TRECHO FORNECIDO ::
___
Da BBC News em Paris

O ímpeto de se manifestar é o ímpeto de reafirmação mútua. Quando coisas terríveis acontecem, primeiro corremos para nos proteger. Depois, reaparecemos para mostrarmos, uns aos outros, que ainda estamos vivos. Provavelmente, era isso que os homens das cavernas faziam quando tigres passavam.

Na semana passada, em Paris, muitas pessoas sentiram o instinto de se refugiar em casa. A morte estava nas ruas.

Em algum momento na quinta-feira, ouvimos que os irmãos Kouachi estavam dirigindo de volta a Paris. Havia atiradores da polícia às portas da cidade. Algo instintivo, como um sentimento de preservação, disse: fique com seus entes queridos.

Mas, então, tudo acabou. E, agora, o ímpeto é de retornar às ruas e reocupar o espaço.

Foi esse o sentimento durante as cenas extraordinárias de domingo, comparadas às demonstrações da libertação em 1944.

A relação é adequada não apenas nos números, mas também em como, naquele momento, homens e mulheres franceses deixavam uma marca: a França é nossa.

Mas as pessoas se manifestam também porque estão com medo. Se manifestam por causas que elas sentem estar sob ameaça. Demonstrar revela nossa insegurança. Demonstramos por desejar a esperança que emerge ao saber que há outros que se sentem como nós.

Na França, a unidade nacional foi o tema da grande marcha de domingo. Mas, apesar disso, esta unidade nacional não é uma garantia, ao contrártio do que a grande comoção tende a sugerir.

'Je suis Kouachi'

Quer um contraponto sombrio ao sentimento vigente? Veja a página "Je ne suis pas Charlie" no Facebook - "Não somos Charlie", adaptação à frase que tornou-se a marca da reação ao ataque à Charlie Hebdo. Ela recebeu mais de 21 mil curtidas nos últimos dias.

Franceses muçulmanos são a maioria entre os que curtiram a página e não apóiam a violência. A grande maioria não tem nenhuma relação com os Kouachis e Coulibaly. Mas eles também deixam claro que não participarão de nenhum movimento nacional que apoie aqueles que insultaram o profeta Maomé.
___
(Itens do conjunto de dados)

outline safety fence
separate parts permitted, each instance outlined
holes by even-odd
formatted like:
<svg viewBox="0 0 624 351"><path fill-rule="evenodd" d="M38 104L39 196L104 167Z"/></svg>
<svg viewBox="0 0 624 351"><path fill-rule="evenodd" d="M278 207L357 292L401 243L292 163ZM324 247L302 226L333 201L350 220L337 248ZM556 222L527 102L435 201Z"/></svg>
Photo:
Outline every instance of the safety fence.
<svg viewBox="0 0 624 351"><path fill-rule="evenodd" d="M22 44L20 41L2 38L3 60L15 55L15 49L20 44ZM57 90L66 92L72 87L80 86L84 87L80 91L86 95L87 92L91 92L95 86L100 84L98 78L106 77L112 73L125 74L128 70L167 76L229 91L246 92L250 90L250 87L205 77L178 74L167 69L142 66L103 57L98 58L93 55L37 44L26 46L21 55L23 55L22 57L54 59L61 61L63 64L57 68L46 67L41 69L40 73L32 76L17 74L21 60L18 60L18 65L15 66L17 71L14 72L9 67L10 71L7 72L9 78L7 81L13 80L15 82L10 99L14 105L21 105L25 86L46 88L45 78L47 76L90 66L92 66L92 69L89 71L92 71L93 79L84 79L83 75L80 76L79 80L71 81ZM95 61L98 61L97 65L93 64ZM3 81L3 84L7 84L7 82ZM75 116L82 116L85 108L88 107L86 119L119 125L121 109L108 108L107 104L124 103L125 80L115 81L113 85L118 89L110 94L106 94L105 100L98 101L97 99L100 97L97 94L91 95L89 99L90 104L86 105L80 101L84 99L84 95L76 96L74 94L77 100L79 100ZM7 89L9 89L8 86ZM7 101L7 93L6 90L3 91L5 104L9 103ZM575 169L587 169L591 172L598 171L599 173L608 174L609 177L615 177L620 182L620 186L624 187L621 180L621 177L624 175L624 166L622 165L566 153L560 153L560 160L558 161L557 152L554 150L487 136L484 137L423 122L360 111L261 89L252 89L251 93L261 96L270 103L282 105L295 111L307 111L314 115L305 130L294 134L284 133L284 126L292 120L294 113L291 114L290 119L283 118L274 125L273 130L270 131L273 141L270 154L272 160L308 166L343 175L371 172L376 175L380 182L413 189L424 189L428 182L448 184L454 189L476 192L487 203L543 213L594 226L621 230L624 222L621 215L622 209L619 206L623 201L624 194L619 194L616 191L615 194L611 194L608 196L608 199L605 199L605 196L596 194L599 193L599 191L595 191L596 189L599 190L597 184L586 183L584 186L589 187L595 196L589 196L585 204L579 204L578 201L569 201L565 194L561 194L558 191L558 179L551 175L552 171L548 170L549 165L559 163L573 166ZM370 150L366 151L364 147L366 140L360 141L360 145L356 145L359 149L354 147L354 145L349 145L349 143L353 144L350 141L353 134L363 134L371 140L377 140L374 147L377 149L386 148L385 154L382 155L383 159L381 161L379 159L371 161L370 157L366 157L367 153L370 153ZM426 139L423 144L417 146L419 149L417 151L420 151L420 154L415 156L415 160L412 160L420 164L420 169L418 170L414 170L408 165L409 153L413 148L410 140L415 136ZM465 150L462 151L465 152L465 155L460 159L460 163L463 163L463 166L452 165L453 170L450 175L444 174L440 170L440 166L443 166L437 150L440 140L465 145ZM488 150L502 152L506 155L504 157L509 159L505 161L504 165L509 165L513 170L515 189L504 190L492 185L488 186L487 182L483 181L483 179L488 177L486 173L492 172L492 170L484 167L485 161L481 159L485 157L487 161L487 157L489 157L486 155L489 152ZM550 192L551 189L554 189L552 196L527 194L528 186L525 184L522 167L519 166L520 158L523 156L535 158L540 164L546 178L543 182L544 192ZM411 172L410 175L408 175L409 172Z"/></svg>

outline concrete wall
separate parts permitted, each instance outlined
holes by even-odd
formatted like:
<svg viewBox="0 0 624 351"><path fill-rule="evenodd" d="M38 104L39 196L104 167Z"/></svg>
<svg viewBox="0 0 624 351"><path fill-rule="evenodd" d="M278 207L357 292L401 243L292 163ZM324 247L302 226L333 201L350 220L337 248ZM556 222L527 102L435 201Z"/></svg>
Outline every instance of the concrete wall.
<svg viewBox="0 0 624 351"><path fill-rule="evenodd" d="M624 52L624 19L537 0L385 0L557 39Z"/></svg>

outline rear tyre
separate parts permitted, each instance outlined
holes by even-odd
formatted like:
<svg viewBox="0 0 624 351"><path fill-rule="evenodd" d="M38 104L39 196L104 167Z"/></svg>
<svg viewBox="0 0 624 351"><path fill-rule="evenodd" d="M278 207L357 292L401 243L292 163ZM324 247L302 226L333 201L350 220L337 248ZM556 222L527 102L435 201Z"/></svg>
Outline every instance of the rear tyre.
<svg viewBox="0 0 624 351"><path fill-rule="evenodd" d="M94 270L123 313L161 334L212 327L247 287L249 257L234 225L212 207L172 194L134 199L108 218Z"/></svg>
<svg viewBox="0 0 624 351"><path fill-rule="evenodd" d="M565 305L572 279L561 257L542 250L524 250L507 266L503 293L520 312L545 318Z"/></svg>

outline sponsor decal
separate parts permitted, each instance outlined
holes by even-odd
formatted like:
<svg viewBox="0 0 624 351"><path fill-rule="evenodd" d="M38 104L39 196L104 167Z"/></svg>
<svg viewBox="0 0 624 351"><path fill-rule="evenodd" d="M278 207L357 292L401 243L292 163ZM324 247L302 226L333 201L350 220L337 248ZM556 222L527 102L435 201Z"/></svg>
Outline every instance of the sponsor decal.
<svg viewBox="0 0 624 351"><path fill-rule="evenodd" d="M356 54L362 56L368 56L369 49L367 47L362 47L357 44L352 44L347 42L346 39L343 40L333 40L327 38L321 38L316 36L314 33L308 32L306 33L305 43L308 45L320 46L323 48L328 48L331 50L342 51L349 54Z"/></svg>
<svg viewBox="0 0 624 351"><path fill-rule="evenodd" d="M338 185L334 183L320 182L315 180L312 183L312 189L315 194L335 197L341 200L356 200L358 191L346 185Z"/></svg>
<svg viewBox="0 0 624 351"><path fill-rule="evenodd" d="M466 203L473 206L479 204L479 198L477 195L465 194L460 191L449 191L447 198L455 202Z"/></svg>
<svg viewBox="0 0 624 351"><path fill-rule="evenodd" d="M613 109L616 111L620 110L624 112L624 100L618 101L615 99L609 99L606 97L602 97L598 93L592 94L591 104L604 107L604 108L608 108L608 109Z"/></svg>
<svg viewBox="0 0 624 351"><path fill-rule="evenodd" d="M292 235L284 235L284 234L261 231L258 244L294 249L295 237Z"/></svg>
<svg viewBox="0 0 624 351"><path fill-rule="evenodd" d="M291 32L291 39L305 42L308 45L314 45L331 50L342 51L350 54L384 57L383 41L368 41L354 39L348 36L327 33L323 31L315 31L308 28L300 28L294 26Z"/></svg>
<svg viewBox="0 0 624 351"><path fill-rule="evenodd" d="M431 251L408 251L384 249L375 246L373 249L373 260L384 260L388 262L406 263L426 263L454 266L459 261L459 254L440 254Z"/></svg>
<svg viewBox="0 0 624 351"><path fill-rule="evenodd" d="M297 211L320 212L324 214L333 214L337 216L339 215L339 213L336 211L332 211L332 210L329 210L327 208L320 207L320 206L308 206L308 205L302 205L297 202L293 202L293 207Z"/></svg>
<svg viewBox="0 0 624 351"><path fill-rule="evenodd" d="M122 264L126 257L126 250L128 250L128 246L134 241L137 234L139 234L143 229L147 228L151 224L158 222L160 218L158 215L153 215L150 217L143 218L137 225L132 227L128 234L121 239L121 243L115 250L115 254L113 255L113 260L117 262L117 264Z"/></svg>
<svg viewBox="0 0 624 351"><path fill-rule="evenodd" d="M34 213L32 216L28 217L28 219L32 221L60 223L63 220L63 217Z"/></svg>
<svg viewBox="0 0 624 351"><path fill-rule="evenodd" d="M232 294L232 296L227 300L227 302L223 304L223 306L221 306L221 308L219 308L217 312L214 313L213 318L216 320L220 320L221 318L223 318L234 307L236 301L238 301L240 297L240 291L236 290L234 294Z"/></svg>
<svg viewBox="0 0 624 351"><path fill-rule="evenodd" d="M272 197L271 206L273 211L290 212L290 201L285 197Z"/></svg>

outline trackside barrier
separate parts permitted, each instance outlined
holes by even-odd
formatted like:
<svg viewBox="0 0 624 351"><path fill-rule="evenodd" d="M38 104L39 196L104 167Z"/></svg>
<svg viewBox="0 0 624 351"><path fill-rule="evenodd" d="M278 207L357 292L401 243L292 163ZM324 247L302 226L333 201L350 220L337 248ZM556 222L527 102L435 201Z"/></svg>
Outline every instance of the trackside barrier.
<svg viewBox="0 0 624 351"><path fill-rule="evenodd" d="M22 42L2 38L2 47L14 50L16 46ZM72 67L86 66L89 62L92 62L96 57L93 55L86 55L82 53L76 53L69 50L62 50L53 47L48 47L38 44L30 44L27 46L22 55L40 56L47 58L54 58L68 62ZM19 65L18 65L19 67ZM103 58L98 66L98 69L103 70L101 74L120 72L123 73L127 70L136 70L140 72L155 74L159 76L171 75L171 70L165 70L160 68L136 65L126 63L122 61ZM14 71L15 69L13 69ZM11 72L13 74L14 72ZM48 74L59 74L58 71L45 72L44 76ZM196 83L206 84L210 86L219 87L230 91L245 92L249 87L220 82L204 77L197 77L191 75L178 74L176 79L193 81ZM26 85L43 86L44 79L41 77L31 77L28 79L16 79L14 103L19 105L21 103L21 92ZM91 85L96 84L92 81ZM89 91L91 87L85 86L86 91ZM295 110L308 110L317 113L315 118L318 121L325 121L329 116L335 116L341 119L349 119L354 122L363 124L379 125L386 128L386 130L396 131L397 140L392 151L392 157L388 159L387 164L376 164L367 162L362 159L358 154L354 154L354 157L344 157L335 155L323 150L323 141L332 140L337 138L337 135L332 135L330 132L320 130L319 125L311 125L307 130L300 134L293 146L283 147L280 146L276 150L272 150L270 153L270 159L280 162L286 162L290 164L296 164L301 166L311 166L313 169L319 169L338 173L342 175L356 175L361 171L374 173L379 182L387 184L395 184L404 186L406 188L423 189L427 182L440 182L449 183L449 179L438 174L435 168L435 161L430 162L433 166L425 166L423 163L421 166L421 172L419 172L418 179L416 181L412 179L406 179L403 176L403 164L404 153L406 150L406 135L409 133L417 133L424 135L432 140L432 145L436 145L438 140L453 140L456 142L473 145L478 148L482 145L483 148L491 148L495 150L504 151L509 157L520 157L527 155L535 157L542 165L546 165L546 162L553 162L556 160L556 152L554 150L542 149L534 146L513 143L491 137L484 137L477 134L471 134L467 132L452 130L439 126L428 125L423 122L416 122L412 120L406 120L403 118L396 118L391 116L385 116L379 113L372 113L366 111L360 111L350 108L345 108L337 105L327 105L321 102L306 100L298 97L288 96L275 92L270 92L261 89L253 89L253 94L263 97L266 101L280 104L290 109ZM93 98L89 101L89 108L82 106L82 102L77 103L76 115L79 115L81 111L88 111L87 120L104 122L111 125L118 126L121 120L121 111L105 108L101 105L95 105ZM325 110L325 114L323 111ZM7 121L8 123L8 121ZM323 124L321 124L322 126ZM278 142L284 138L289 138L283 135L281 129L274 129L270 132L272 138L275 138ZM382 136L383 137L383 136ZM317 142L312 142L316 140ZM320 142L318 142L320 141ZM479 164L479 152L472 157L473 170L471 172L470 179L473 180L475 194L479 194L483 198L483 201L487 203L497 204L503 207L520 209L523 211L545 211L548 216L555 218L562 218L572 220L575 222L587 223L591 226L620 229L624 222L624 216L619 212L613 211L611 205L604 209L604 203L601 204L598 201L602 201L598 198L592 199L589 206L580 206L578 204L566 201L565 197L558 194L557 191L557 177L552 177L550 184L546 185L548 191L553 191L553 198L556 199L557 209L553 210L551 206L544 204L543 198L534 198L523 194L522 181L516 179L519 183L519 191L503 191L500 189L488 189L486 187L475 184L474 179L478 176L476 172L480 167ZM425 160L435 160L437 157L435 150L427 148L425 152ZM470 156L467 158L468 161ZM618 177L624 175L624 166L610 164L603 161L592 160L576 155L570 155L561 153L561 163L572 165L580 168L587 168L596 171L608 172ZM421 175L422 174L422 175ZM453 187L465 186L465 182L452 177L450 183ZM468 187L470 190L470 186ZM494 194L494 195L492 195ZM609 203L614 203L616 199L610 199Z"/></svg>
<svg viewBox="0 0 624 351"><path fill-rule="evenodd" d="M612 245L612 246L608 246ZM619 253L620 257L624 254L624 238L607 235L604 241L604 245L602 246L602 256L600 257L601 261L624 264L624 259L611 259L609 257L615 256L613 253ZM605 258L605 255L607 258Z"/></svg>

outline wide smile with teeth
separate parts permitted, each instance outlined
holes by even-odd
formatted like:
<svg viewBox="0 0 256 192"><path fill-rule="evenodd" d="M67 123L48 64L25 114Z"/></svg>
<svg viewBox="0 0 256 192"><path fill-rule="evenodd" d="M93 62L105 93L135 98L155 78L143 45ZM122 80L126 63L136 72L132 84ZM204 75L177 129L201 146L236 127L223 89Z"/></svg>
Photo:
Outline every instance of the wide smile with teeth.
___
Por favor, continue o texto sobre as manifestações em Paris depois dos ataques, partindo da última frase apresentada.

Eles expressam revolta ao que veem como dois pesos e duas medidas. Por que tanto barulho sobre os 17 mortos, quando milhares de pessoas morreram em Gaza e na Síria?

Por que está tudo bem quando a Charlie Hebdo zomba o Islã e o polêmico comediante Dieudonne M'Bala M'Bala é processado por ridicularizar os judeus? Por que um é definido como "incitação ao ódio" e o outro não?

Nas escolas das periferias, bolsões de imigração, o minuto de silêncio na quinta-feira em memória às vítimas da Charlie Hebdo foi interrompido por alunos ou simplesmente não respeitado.

A France-Info - a estação de rádio de notícias que normalmente minimiza a dissidência nas periferias - divulgou uma extensa reportagem sobre o assunto, com falas de professores revoltados.

E se você realmente quiser se chocar, há a hashtag #Je suis Kouachi, que foi rapidamente um dos assuntos mais comentados no Twitter no sábado.

Tudo isso só prova que há muitos franceses que sentem que sua ligação principal é ao Islã e não aos valores do iluminismo da Europa após o século 18.

Apesar das manifestações de protesto aos ataques ter tido participação de mais de 3 milhões de pessoas, a França pode continuar desunida

Eles sentem uma sensação constante de humilhação e, onde eles podem, contra-atacam. Normalmente, em pequenos atos de insubordinação. Mas, às vezes, em terror.

Assim, a França não está unida, e o perigo é real.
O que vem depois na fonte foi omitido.